练习说明:
请从含有“Target: woman with hair bun”的那一行起，一直到材料末尾，重新写出这些行，并把其中的“orange buoy”改成“red buoy”，其他内容不变。

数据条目

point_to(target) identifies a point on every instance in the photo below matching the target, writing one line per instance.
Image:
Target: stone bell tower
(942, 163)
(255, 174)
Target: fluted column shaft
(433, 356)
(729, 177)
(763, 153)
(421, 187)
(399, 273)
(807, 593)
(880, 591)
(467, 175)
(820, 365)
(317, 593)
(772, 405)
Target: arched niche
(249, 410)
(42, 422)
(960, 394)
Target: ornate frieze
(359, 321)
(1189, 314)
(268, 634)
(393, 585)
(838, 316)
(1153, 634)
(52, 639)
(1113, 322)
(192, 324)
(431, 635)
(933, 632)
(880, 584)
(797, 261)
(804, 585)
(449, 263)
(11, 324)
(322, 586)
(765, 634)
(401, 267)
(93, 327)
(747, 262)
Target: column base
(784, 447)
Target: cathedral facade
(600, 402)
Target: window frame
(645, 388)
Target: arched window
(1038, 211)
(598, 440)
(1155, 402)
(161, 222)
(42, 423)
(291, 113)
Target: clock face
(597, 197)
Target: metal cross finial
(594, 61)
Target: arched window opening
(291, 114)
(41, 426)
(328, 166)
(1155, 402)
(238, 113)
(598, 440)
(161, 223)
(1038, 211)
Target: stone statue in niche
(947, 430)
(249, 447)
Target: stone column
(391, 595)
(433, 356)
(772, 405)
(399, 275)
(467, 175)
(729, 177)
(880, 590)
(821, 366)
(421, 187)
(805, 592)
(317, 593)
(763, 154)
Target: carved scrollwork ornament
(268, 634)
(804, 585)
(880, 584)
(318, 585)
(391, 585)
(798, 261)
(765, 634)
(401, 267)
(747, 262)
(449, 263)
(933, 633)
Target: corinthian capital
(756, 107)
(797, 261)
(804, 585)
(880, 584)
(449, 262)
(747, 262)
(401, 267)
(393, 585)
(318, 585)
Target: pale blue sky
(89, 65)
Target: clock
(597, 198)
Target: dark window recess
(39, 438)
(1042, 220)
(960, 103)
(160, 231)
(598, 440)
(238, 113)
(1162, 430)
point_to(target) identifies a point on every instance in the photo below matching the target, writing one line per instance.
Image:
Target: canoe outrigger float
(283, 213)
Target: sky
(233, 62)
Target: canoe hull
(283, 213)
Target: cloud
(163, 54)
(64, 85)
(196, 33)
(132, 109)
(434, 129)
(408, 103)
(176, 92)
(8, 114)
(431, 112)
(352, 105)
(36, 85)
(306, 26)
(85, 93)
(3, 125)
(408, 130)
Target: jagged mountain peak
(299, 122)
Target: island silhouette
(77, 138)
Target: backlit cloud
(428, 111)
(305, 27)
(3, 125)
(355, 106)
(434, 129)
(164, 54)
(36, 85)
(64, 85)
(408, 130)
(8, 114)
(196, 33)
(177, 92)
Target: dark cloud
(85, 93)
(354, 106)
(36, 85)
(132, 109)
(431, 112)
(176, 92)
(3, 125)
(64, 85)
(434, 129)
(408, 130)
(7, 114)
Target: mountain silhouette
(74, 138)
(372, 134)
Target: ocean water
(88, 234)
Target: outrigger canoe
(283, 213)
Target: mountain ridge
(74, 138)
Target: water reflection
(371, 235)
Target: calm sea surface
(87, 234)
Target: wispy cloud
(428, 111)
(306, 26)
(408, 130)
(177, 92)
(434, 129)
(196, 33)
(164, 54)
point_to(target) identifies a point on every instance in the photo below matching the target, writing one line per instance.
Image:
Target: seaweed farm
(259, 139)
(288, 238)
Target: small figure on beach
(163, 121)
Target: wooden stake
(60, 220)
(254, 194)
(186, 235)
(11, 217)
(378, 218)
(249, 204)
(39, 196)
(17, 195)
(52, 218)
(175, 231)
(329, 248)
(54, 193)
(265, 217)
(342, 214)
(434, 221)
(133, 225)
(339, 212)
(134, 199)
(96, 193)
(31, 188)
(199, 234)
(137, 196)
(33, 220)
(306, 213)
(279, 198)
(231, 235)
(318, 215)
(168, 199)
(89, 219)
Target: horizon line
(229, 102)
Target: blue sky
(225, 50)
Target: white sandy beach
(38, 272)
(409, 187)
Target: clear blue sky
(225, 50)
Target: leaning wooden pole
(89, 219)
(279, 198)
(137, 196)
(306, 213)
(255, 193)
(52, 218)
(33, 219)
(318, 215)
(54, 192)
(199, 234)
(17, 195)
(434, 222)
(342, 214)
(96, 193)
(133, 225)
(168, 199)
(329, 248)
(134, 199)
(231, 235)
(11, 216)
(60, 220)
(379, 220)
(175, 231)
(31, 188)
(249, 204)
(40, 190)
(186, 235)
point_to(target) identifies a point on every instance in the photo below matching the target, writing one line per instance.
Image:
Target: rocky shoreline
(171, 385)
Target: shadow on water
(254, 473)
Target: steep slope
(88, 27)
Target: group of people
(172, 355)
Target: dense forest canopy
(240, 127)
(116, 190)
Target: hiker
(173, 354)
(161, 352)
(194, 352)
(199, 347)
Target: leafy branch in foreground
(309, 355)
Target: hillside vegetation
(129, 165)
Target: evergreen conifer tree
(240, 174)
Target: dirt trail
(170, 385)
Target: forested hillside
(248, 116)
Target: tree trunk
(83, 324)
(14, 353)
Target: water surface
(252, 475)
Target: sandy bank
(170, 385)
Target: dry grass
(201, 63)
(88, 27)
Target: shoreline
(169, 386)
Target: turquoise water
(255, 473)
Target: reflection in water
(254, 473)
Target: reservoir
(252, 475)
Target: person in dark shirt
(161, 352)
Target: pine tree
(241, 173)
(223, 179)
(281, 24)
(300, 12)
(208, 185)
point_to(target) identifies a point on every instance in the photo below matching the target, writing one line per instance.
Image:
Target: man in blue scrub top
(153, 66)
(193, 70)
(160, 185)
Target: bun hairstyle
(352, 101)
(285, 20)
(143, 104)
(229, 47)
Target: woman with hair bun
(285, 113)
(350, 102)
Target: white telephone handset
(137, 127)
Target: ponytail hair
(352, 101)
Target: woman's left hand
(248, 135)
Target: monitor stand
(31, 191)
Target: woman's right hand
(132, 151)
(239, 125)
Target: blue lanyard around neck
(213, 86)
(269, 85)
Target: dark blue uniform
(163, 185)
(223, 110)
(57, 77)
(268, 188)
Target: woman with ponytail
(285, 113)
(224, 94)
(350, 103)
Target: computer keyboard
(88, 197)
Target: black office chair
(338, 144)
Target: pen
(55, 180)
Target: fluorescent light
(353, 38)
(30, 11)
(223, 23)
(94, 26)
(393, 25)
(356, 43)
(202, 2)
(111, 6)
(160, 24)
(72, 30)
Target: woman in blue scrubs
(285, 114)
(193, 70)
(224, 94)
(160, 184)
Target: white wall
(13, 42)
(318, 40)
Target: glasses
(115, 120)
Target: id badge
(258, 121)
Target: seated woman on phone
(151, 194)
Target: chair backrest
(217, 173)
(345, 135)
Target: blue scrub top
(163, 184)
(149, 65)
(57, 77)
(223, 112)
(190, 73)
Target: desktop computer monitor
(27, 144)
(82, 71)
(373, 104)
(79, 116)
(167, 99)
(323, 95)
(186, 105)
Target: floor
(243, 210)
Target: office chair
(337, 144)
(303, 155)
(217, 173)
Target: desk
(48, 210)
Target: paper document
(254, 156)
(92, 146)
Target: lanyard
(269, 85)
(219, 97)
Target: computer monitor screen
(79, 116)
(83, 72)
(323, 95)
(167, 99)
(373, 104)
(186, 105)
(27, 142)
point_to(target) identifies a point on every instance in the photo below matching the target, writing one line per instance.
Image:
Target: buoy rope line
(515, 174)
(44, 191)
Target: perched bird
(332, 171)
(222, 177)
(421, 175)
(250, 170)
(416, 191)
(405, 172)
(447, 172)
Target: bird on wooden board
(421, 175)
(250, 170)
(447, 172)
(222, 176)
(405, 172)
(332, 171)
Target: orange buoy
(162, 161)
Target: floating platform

本题答案:
Target: woman with hair bun
(285, 113)
(350, 102)
Target: white telephone handset
(137, 127)
Target: ponytail hair
(352, 101)
Target: woman's left hand
(248, 135)
Target: monitor stand
(31, 191)
Target: woman's right hand
(132, 151)
(239, 125)
Target: blue lanyard around neck
(213, 86)
(269, 85)
Target: dark blue uniform
(163, 185)
(223, 110)
(57, 77)
(268, 188)
Target: woman with ponytail
(285, 113)
(224, 94)
(350, 103)
Target: computer keyboard
(88, 197)
Target: black office chair
(338, 144)
Target: pen
(55, 180)
Target: fluorescent light
(353, 38)
(30, 11)
(223, 23)
(94, 26)
(393, 25)
(356, 43)
(202, 2)
(111, 6)
(160, 24)
(72, 30)
Target: woman in blue scrubs
(285, 114)
(193, 70)
(224, 94)
(160, 184)
Target: white wall
(13, 42)
(318, 40)
Target: glasses
(115, 120)
Target: id badge
(258, 121)
Target: seated woman on phone
(151, 194)
Target: chair backrest
(217, 173)
(345, 135)
Target: blue scrub top
(163, 184)
(149, 65)
(57, 77)
(223, 112)
(190, 73)
Target: desktop computer monitor
(27, 144)
(82, 71)
(373, 104)
(79, 116)
(167, 99)
(323, 95)
(186, 105)
Target: floor
(243, 210)
Target: office chair
(337, 144)
(303, 155)
(217, 173)
Target: desk
(48, 210)
Target: paper document
(254, 156)
(92, 146)
Target: lanyard
(269, 85)
(219, 97)
Target: computer monitor screen
(79, 116)
(83, 72)
(323, 95)
(167, 99)
(373, 104)
(186, 105)
(27, 142)
point_to(target) identifies a point on every instance in the photo below matching the target, writing one line per instance.
Image:
Target: buoy rope line
(515, 174)
(44, 191)
Target: perched bird
(332, 171)
(222, 177)
(421, 175)
(250, 170)
(416, 191)
(405, 172)
(447, 172)
Target: bird on wooden board
(421, 175)
(250, 170)
(447, 172)
(222, 176)
(405, 172)
(332, 171)
Target: red buoy
(162, 161)
Target: floating platform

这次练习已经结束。